■ **Task requirements**:
Each entry must be reproduced precisely as it stands.

■ **Record list**:
----------

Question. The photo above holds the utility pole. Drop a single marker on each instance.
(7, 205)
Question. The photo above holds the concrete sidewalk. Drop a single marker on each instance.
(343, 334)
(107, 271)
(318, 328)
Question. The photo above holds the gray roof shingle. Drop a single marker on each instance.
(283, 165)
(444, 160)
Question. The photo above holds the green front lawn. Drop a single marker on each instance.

----------

■ **Task result**:
Question. The photo above holds the utility pole. Drop a single marker on each instance.
(7, 205)
Question. The photo above holds the concrete sidewalk. Drop a single marker on each instance.
(343, 334)
(107, 271)
(318, 328)
Question. The photo above holds the gray roof shingle. Drop a single marker on each instance.
(283, 165)
(444, 160)
Question. The photo above holds the green front lawn. Drop a single marker on each instance.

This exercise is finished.